> _SUPPLIED MATERIAL_
%%

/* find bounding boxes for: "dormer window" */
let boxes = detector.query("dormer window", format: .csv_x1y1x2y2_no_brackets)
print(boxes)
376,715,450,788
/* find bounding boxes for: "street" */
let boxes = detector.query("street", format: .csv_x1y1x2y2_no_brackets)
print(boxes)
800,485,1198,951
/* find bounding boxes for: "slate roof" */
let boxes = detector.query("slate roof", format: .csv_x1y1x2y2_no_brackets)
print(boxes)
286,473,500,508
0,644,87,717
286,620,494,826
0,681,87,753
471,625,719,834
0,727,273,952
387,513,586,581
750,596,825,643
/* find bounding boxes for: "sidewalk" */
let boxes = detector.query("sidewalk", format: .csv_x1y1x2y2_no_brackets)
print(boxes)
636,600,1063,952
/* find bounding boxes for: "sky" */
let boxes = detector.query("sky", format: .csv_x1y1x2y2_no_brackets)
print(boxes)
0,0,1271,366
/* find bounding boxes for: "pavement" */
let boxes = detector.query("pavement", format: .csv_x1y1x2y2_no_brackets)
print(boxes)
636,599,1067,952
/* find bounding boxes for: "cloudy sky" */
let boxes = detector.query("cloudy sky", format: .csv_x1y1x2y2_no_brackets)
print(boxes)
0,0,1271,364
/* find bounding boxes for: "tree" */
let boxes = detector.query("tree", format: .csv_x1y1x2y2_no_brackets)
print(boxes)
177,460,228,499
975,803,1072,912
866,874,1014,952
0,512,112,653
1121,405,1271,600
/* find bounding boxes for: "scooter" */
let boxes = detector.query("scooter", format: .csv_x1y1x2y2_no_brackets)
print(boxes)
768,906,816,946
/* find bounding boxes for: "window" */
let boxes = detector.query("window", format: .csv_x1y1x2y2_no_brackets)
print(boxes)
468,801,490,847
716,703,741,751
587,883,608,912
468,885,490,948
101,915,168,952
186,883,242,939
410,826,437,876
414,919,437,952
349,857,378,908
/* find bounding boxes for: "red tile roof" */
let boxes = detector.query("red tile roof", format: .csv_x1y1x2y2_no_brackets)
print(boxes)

%%

Please format the listing above as a numbered list, one line per item, and leave out any blank lines.

1. /* find bounding boxes for: "dormer window" */
2. let boxes = detector.query("dormer window", format: .csv_x1y1x2y2_no_brackets)
3. print(boxes)
4. 376,715,450,788
5. /* find bounding boxes for: "street" */
6. let boxes = detector.query("street", format: .csv_x1y1x2y2_no_brackets)
7. print(boxes)
8. 800,485,1198,951
9. /* find bounding boxes for: "slate roof" */
10. let boxes = detector.query("slate roof", format: .csv_x1y1x2y2_no_brackets)
11. print(boxes)
12. 286,473,500,508
13. 0,644,87,717
14. 286,620,494,826
15. 0,681,87,753
16. 471,625,719,834
17. 0,727,273,952
18. 387,513,586,581
19. 750,596,825,643
20. /* find bounding boxes for: "sidewalk" */
21. let boxes = detector.query("sidewalk", format: .csv_x1y1x2y2_no_brackets)
22. print(boxes)
23. 636,600,1063,952
24. /* find bounding boxes for: "sky" */
25. let boxes = detector.query("sky", format: .csv_x1y1x2y2_no_brackets)
26. print(boxes)
27. 0,0,1271,366
28. /* find bounding boxes for: "pavement" */
29. let boxes = detector.query("pavement", format: .csv_x1y1x2y2_no_brackets)
30. print(boxes)
31. 636,599,1067,952
32. /* find bounding boxes for: "cloudy sky" */
33. let boxes = detector.query("cloudy sky", format: .csv_x1y1x2y2_no_brackets)
34. print(boxes)
35. 0,0,1271,364
36. /* find bounding boxes for: "tree" */
37. let boxes = detector.query("tree", format: .csv_x1y1x2y2_no_brackets)
38. print(boxes)
39. 177,460,228,499
40. 975,803,1072,912
41. 866,874,1014,952
42. 0,512,112,653
43. 1121,405,1271,600
44. /* find bounding boxes for: "scooter" */
45. let boxes = detector.query("scooter", format: .csv_x1y1x2y2_no_brackets)
46. print(boxes)
47. 768,906,816,946
48. /* find bounding boxes for: "window" */
49. let boxes = detector.query("window", format: .csv_x1y1x2y2_no_brackets)
50. print(boxes)
51. 468,801,490,847
52. 716,703,741,751
53. 587,883,608,912
54. 468,885,490,948
55. 101,915,168,952
56. 186,883,242,939
57. 410,826,437,876
58. 414,919,437,952
59. 349,857,378,908
60. /* find bounding boxes for: "red tile roof" */
61. let boxes = detector.query("red tile roof", format: .csv_x1y1x2y2_no_brackets)
62. print(boxes)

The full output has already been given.